◆ Recorded information

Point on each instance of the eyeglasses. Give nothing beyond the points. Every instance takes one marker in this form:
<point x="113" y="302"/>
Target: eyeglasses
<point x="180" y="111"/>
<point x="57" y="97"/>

◆ Your goal
Word for word, set down the complete listing once more.

◆ Solution to the problem
Point on each instance of the eyeglasses. Give nothing beyond the points. Every instance takes one marker in this form:
<point x="113" y="302"/>
Target: eyeglasses
<point x="180" y="111"/>
<point x="57" y="97"/>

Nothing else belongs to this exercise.